Seabiscuit — a racehorse who earned his place among the immortals long before Hillenbrand was born — has exercised extraordinary power in her life. He captivated her and inspired her and ran for her, not just in her dreams, but in her effort to capture a moment in America that created a nation of dreamers through an incredible sports story.
Hillenbrand's book, Seabiscuit: An American Legend, was published to great acclaim in 2001, and has sold more than 2.5 million copies, according to Random House. The racehorse is in the news again because Seabiscuit, an $87 million movie inspired by the book, will open July 25. The movie rights to the book were sold before the bidders knew it would become a publishing phenomenon. It is an epic story that needed no embellishment, even by Hollywood standards.
The Story of Two Underdogs
Seabiscuit was one of the most famous figures of Depression-era America — an underdog racehorse who few people believed in at first but who wound up electrifying the entire nation.
"He was actually the No. 1 newsmaker of 1938," Hillenbrand said. "Roosevelt was second and Hitler was third. This is by newspaper column inches. He was everywhere. And by virtue of that, Seabiscuit went from being merely a sports hero to being a national icon."

*Things to do*.
• A. How would you render this sentence from the Seabiscuit passage in Spanish: "Seabiscuit was one of the most famous figures of Depression-era America — an underdog racehorse who few people believed in at first but who wound up electrifying the entire nation."
• B. Can you pick up the Seabiscuit passage right after its final sentence and carry it forward?

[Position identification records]
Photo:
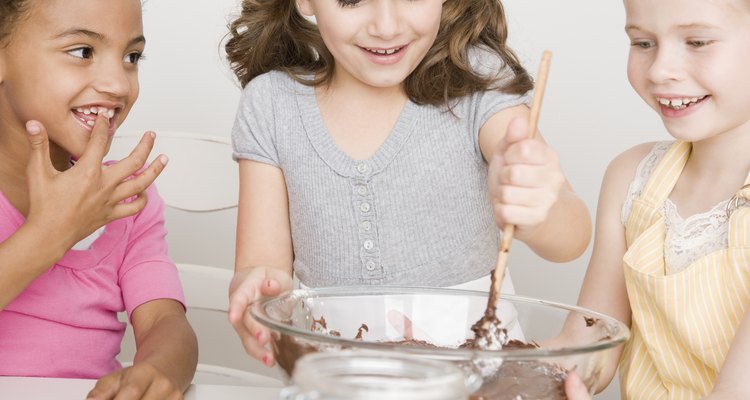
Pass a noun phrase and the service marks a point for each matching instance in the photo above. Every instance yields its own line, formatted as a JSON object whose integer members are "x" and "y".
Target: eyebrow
{"x": 695, "y": 25}
{"x": 96, "y": 36}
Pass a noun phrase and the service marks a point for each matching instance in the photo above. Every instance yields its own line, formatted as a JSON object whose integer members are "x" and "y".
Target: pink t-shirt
{"x": 65, "y": 323}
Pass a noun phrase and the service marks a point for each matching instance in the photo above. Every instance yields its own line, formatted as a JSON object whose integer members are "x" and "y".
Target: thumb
{"x": 575, "y": 389}
{"x": 39, "y": 159}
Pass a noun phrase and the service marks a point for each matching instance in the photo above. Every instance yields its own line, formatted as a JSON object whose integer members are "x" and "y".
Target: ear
{"x": 305, "y": 8}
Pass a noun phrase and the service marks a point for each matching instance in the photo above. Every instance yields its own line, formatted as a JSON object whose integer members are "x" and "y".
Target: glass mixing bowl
{"x": 547, "y": 339}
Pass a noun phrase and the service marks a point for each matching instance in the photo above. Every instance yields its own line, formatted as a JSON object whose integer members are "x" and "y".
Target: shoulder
{"x": 622, "y": 171}
{"x": 268, "y": 86}
{"x": 627, "y": 163}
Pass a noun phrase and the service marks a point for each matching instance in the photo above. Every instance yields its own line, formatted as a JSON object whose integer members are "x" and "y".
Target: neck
{"x": 722, "y": 154}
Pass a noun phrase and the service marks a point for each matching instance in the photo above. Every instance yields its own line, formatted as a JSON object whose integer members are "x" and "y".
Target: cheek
{"x": 635, "y": 71}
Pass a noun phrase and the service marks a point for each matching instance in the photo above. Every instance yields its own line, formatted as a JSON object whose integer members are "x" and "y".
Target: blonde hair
{"x": 272, "y": 35}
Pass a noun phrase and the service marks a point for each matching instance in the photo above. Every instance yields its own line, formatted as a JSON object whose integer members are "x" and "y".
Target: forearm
{"x": 566, "y": 232}
{"x": 24, "y": 256}
{"x": 171, "y": 347}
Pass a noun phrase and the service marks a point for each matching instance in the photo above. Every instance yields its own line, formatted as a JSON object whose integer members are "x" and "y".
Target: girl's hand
{"x": 140, "y": 381}
{"x": 248, "y": 286}
{"x": 524, "y": 179}
{"x": 575, "y": 389}
{"x": 76, "y": 202}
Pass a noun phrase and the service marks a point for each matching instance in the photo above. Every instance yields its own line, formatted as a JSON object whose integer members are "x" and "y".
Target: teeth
{"x": 679, "y": 103}
{"x": 107, "y": 112}
{"x": 383, "y": 51}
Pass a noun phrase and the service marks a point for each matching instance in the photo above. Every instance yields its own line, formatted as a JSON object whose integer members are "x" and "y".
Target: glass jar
{"x": 363, "y": 375}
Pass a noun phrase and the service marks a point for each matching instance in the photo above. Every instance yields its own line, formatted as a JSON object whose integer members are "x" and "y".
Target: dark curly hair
{"x": 10, "y": 12}
{"x": 272, "y": 35}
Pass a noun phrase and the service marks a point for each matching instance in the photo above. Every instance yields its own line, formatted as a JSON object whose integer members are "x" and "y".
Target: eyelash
{"x": 348, "y": 3}
{"x": 645, "y": 45}
{"x": 642, "y": 44}
{"x": 134, "y": 58}
{"x": 81, "y": 49}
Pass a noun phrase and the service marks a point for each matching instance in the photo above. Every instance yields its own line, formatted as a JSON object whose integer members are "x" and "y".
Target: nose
{"x": 667, "y": 65}
{"x": 385, "y": 20}
{"x": 114, "y": 77}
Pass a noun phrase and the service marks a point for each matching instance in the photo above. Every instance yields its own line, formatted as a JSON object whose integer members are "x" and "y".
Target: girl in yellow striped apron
{"x": 676, "y": 273}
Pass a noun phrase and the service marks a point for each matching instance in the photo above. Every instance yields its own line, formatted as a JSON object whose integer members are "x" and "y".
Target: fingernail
{"x": 33, "y": 128}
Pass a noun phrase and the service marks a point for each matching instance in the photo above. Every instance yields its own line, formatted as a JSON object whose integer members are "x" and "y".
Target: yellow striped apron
{"x": 682, "y": 323}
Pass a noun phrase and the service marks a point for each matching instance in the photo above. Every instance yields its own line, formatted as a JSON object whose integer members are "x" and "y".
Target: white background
{"x": 590, "y": 113}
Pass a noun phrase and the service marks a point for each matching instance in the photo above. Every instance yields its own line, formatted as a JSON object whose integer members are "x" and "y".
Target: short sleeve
{"x": 147, "y": 273}
{"x": 254, "y": 126}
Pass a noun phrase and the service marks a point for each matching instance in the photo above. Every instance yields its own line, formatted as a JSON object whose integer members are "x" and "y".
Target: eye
{"x": 348, "y": 3}
{"x": 699, "y": 43}
{"x": 84, "y": 52}
{"x": 134, "y": 57}
{"x": 642, "y": 44}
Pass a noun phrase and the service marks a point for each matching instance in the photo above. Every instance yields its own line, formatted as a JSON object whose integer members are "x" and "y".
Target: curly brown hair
{"x": 10, "y": 12}
{"x": 272, "y": 35}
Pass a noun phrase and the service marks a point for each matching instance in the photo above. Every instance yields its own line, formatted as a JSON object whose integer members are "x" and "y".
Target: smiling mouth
{"x": 383, "y": 52}
{"x": 88, "y": 115}
{"x": 679, "y": 103}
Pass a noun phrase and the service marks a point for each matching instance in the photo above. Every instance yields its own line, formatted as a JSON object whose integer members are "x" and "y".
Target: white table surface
{"x": 26, "y": 388}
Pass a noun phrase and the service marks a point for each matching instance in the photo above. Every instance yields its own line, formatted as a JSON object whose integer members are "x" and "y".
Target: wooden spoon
{"x": 487, "y": 332}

*The responses*.
• A. Seabiscuit fue una de las figuras más famosas de la época de la Gran Depresión en Estados Unidos: un caballo de carreras desvalido en el que pocos creían al principio, pero que terminó electrizando a toda la nación.

• B.
One of the central figures in the story was a down-and-out jockey and part-time prizefighter named Red Pollard, who is played in the movie by actor Tobey Maguire.
"His career was basically nowhere," Maguire said of Pollard. "He was really on the skids in terms of horseracing, and wandering the country in a lot of pain and despair."
But in his late 20s, Pollard got a chance to jockey a horse that didn't seem to amount to much, either.
"Seabiscuit and Red Pollard shared something in common," Hillenbrand said. "Both of them had been kicking around the bottom of the sport for quite a while.
"He was a very ugly little horse. The thing that Seabiscuit needed was to rediscover his own natural love of running. In the hands of his first trainer he had been whipped a great deal in his races and he was a very obstreperous animal.